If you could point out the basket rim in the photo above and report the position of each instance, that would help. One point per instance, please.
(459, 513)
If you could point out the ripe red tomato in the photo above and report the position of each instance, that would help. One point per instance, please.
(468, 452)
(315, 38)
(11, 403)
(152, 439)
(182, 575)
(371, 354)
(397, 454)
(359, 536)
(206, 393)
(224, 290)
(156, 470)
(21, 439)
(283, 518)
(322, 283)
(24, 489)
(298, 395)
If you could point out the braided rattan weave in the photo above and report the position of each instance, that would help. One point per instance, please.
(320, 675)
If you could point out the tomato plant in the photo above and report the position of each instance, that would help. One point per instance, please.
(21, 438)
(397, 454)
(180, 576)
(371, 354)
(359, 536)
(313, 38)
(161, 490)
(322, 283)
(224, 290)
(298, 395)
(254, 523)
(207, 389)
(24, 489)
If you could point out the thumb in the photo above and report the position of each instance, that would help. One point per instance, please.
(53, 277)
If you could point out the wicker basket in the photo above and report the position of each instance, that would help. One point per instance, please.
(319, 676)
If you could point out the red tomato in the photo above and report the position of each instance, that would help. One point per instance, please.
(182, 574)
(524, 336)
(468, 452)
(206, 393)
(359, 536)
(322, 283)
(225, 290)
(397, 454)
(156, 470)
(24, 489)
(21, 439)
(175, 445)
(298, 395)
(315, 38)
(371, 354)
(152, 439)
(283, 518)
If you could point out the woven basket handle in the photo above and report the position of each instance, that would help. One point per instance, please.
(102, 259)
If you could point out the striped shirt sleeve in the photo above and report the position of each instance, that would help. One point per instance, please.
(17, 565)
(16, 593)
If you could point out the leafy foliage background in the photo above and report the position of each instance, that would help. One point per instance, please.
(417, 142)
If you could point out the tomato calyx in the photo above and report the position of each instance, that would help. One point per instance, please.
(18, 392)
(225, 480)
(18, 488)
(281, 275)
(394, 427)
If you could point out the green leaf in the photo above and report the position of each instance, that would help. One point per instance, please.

### [REQUIRED WORK]
Rewrite the stretch of data from the line containing "If you could point out the tomato calyx" through the end of the data, keeping every line and raising each coordinate by 142 while leaving all other text unchanged.

### [CORRECT ANSWER]
If you could point out the tomato calyx in the photo above and report the position of each instance, that would help. One point per instance, please.
(160, 534)
(367, 622)
(160, 630)
(423, 417)
(536, 569)
If you could point out the green leaf in the photo above and report the position of each instance, that would help. One point per instance, please.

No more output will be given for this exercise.